The Russian bank in Zurich denied all knowledge – but suggested Belarus.
Bingo! A kind diplomat offered to save her the trip to Minsk by promising to bring one back from his holidays – which he duly did.
A rabbit telephone, a rabbit sundial, rabbit lawn sprinklers, rabbit safety pins, rabbit pasta shapes, rabbit corkscrews, rabbit nutcrackers, rabbit candles, rabbit lampshades... Singing rabbits, talking rabbits, rabbits who turn somersaults...
"Cats and dogs are much more popular. But you wouldn't believe how many things you can get as rabbits," says Pürro.
swissinfo, Julia Slater in Bubikon
The Easter Bunny
The Christian festival of Easter succeeded the pagan spring festival, which celebrated the return of earth's fertility.
_ _ _ _ _
# [Parts of the exercise]
**a)** In the article on rabbit collectibles, why did the collector not have to make the trip to Minsk? Answer in one to three sentences.
**b)** Pick up the article on rabbit collectibles and the Easter Bunny after its last sentence and continue it.
The records that follow are unrelated to anything asked here.
_ _ _ _ _
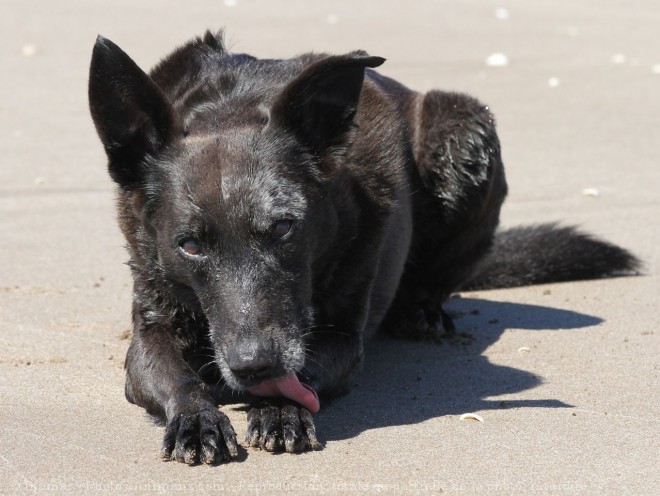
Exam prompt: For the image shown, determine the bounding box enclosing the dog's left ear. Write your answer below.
[270,51,385,154]
[89,36,179,189]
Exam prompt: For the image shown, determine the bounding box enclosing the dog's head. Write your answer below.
[89,36,383,396]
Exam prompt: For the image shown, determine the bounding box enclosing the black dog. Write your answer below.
[89,33,638,464]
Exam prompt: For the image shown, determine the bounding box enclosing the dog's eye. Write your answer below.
[179,238,202,257]
[270,219,293,239]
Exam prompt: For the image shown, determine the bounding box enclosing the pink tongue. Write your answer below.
[248,374,321,413]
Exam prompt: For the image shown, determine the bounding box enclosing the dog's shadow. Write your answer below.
[316,298,602,441]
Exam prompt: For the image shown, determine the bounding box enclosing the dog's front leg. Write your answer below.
[126,319,238,465]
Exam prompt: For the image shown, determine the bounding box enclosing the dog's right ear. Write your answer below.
[89,36,179,189]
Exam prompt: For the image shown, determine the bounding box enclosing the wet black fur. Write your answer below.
[89,33,637,463]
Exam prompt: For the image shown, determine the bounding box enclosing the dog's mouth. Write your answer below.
[248,374,321,413]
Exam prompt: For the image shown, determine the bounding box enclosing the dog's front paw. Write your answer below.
[246,405,321,453]
[161,409,238,465]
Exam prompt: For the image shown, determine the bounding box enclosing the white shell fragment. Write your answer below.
[21,44,37,57]
[460,413,484,422]
[495,7,510,21]
[582,188,600,197]
[610,53,628,65]
[548,78,559,88]
[486,53,509,67]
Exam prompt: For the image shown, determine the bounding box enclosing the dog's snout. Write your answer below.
[227,341,277,379]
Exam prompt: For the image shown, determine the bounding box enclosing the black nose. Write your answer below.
[227,341,277,379]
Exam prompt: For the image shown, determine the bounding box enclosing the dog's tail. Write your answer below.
[460,224,641,291]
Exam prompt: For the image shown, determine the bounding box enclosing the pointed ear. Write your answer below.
[270,51,385,154]
[89,36,179,188]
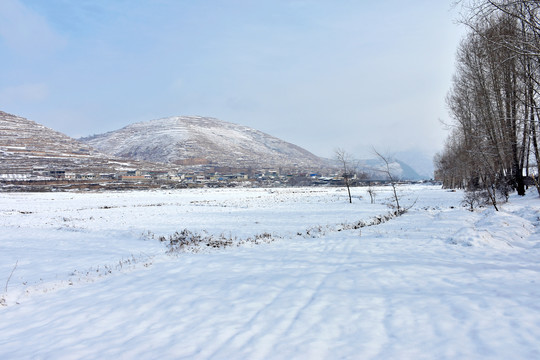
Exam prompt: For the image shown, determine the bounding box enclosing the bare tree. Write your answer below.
[367,183,377,204]
[335,148,357,204]
[373,148,405,214]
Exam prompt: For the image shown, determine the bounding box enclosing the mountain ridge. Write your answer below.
[79,116,328,168]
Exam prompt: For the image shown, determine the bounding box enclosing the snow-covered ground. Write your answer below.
[0,186,540,359]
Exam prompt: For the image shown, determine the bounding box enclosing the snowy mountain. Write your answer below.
[80,116,325,168]
[0,111,150,174]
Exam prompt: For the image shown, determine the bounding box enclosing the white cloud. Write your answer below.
[0,0,66,56]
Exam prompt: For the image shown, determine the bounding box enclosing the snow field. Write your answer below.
[0,186,540,359]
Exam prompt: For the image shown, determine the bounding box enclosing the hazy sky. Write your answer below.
[0,0,463,157]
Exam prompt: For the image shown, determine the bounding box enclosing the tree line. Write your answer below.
[434,0,540,207]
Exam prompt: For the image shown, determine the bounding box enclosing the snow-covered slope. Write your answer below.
[0,186,540,360]
[80,116,324,168]
[0,111,158,174]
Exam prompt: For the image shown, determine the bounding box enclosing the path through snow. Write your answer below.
[0,187,540,359]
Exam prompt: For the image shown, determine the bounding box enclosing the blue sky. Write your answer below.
[0,0,464,157]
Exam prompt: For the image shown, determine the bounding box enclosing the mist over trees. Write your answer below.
[434,0,540,198]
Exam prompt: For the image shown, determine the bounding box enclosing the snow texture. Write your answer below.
[0,186,540,359]
[80,116,326,168]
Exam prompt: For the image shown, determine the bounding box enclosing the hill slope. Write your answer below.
[80,116,324,168]
[0,111,148,174]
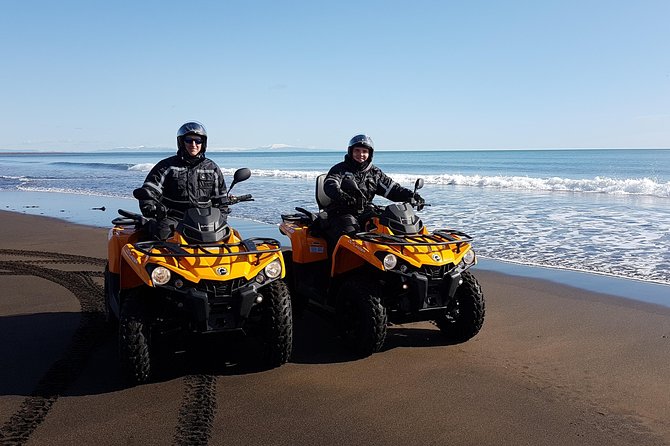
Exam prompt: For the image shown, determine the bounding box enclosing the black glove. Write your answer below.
[412,193,426,211]
[337,192,356,206]
[140,200,157,218]
[140,200,167,219]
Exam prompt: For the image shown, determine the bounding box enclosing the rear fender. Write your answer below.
[330,239,370,277]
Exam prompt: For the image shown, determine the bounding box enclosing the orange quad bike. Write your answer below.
[105,168,293,384]
[280,175,484,356]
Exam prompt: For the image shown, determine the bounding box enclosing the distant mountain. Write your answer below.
[252,144,324,152]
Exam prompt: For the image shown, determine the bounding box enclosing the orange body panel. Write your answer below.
[279,222,328,263]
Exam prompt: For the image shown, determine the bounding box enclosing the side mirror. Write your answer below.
[133,187,158,201]
[414,178,423,193]
[228,167,251,191]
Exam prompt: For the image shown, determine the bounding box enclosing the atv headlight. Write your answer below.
[151,266,171,285]
[383,254,398,269]
[263,260,281,279]
[463,249,475,265]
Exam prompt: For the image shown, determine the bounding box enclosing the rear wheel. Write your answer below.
[337,277,388,357]
[119,296,152,384]
[435,272,484,343]
[259,280,293,367]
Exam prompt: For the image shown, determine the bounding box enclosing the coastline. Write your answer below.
[0,211,670,446]
[0,187,670,307]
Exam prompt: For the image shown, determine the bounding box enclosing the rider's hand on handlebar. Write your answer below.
[337,192,356,206]
[412,193,426,211]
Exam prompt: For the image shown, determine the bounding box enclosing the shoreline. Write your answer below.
[0,211,670,446]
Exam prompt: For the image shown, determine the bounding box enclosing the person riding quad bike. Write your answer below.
[104,125,293,384]
[140,121,226,240]
[323,134,424,246]
[279,138,485,356]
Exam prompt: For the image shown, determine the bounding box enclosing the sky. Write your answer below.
[0,0,670,150]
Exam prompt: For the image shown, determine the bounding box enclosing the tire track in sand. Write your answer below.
[0,249,216,446]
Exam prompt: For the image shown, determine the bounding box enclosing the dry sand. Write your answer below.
[0,211,670,446]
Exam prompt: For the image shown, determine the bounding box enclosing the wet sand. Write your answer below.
[0,211,670,445]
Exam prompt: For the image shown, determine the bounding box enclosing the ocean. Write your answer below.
[0,149,670,284]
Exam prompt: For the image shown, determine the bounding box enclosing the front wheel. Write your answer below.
[336,277,388,357]
[119,297,152,384]
[259,280,293,367]
[104,263,119,327]
[435,272,484,343]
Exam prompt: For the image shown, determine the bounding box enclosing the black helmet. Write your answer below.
[349,135,375,150]
[177,121,207,153]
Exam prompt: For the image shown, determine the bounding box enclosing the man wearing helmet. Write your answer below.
[140,121,226,240]
[323,135,423,244]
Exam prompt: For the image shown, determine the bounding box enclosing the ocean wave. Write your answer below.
[235,169,670,198]
[50,161,133,170]
[54,162,670,198]
[128,163,156,172]
[16,184,131,198]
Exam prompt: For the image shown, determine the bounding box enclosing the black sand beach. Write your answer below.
[0,211,670,445]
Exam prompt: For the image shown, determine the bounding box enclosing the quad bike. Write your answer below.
[105,169,293,384]
[280,175,484,356]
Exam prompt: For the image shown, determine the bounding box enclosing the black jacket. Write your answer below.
[140,155,226,212]
[323,155,414,214]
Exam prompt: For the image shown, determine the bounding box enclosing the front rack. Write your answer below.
[352,229,473,249]
[133,237,281,257]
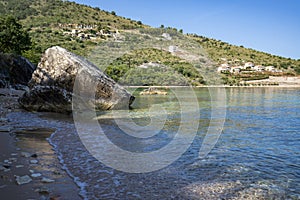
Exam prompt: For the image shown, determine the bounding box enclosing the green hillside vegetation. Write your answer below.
[189,34,300,74]
[0,0,146,64]
[105,48,204,86]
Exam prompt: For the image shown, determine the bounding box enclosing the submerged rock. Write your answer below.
[19,46,134,113]
[16,175,32,185]
[30,173,42,178]
[42,177,54,183]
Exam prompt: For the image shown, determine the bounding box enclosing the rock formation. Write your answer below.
[0,53,35,88]
[19,46,134,113]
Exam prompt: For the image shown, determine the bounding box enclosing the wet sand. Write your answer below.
[0,89,82,200]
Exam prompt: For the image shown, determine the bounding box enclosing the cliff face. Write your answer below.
[0,53,35,88]
[19,46,134,113]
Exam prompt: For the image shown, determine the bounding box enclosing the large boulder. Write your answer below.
[0,53,36,87]
[19,46,134,113]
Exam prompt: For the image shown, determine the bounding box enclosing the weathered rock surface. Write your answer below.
[0,53,36,88]
[16,175,32,185]
[19,46,134,113]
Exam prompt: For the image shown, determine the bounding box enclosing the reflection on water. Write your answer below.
[7,88,300,199]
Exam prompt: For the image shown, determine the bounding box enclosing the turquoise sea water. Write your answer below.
[7,87,300,199]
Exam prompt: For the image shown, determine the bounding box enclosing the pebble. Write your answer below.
[16,175,32,185]
[8,158,17,162]
[2,162,11,169]
[35,187,50,194]
[31,153,37,158]
[0,117,8,122]
[42,177,54,183]
[31,173,42,178]
[30,160,39,164]
[0,126,11,132]
[21,152,31,158]
[0,185,7,189]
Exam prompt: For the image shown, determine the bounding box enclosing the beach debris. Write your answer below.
[0,185,7,189]
[35,187,50,195]
[21,152,31,158]
[30,173,42,178]
[30,160,39,164]
[8,158,17,162]
[0,117,8,122]
[31,153,37,158]
[16,175,32,185]
[42,177,55,183]
[2,162,11,169]
[0,126,11,132]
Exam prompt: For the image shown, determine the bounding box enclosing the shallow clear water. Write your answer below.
[10,88,300,199]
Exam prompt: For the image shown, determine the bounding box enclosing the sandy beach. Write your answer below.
[0,89,82,200]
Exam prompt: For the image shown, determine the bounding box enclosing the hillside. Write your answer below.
[0,0,146,63]
[0,0,300,85]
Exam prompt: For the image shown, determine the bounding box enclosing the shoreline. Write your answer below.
[122,85,300,89]
[0,89,82,200]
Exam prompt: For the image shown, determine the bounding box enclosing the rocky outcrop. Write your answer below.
[0,53,36,88]
[19,46,134,113]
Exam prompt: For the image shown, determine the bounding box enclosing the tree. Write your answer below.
[0,16,31,55]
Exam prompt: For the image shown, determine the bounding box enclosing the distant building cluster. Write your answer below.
[59,24,123,40]
[218,62,282,74]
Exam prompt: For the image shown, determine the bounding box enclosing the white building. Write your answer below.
[218,63,230,73]
[265,66,275,72]
[243,62,255,70]
[230,66,241,73]
[254,65,265,72]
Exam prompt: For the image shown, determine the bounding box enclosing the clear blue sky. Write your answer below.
[75,0,300,59]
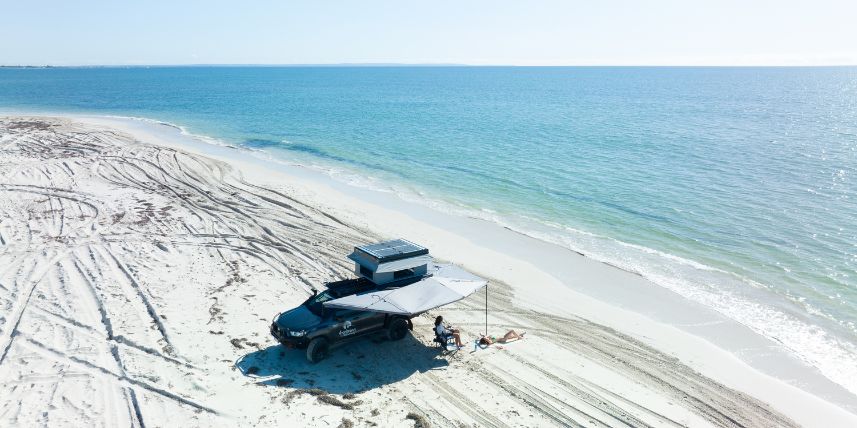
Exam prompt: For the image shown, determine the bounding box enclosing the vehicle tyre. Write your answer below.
[307,337,330,363]
[387,318,408,340]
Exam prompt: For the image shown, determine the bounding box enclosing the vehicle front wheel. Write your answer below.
[387,318,408,340]
[307,337,330,363]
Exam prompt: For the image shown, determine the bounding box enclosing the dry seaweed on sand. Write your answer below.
[318,394,354,410]
[405,412,431,428]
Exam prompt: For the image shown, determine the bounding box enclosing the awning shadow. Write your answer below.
[235,334,449,394]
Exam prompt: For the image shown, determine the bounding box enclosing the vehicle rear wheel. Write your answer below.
[307,337,330,363]
[387,318,408,340]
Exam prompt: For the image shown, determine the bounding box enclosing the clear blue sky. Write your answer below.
[0,0,857,65]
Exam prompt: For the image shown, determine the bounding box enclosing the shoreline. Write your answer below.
[3,114,857,426]
[68,115,857,417]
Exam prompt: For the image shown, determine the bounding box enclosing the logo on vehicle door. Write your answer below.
[339,321,357,336]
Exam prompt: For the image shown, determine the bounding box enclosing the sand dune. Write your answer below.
[0,117,812,427]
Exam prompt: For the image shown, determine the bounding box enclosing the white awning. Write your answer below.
[324,265,488,315]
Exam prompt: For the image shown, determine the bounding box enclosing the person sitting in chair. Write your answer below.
[479,330,527,347]
[434,316,464,348]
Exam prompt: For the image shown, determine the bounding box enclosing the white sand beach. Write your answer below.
[0,116,857,427]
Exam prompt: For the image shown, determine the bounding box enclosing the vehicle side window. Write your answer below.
[393,269,414,279]
[334,309,360,319]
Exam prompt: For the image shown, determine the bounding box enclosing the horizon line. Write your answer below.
[5,62,857,68]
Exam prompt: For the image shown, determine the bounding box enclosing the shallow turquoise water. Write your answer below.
[0,67,857,391]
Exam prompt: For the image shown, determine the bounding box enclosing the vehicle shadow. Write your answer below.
[235,334,449,394]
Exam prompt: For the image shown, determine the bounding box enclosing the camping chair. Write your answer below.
[432,329,458,351]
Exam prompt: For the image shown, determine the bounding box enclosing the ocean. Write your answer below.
[0,67,857,393]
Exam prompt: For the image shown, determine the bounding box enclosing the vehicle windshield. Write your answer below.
[304,290,334,316]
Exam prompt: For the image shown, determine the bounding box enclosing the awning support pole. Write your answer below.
[485,283,488,337]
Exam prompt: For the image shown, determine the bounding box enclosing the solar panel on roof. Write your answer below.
[356,239,428,262]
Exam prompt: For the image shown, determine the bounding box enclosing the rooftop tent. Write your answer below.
[348,239,430,271]
[324,264,488,315]
[348,239,431,284]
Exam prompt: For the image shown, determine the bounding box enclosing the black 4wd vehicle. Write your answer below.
[271,278,414,363]
[271,239,431,363]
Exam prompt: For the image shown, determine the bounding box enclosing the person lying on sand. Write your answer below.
[434,316,464,348]
[479,330,527,346]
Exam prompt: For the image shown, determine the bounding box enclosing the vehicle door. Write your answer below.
[332,309,371,339]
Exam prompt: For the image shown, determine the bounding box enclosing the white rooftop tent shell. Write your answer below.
[324,264,488,315]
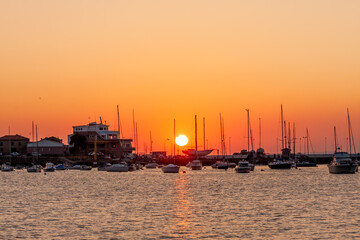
_ _ _ _ _
# [Answers to each task]
**a)** A kind diplomat offered to save her the trip by promising to bring the item back from his holidays. He then did so.

**b)**
In the English-speaking world the furry animal with long ears, such as is given as a toy to children, is regarded as a rabbit; in the German-speaking world it is a hare (Hase).
Rabbits, as prolific breeders, are a natural symbol of spring.
German-speakers say it is the Easter hare which brings Easter eggs.
The Rabbit Museum
The Rabbit Museum, or Hasenmuseum in German, is in Bubikon, in Canton Zurich.
It is open on the last Sunday of the month (except December) and on Easter Monday from 1300-1800, and on the last Wednesday of the month from 1400-1800.
Entrance is SFr7 for adults and SFr5 for children aged 6-16.